◆ WORK TASK
Check every line of the entries for the string "vegetation" and return the ones that contain it.

(Stored items)
[Start of section]
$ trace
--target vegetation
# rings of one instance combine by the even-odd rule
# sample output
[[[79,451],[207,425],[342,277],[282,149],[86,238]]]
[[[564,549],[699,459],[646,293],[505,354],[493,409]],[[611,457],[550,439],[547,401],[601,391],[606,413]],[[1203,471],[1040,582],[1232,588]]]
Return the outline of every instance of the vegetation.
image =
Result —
[End of section]
◆ OUTPUT OF THE EXERCISE
--target vegetation
Return the outline of every instance of the vegetation.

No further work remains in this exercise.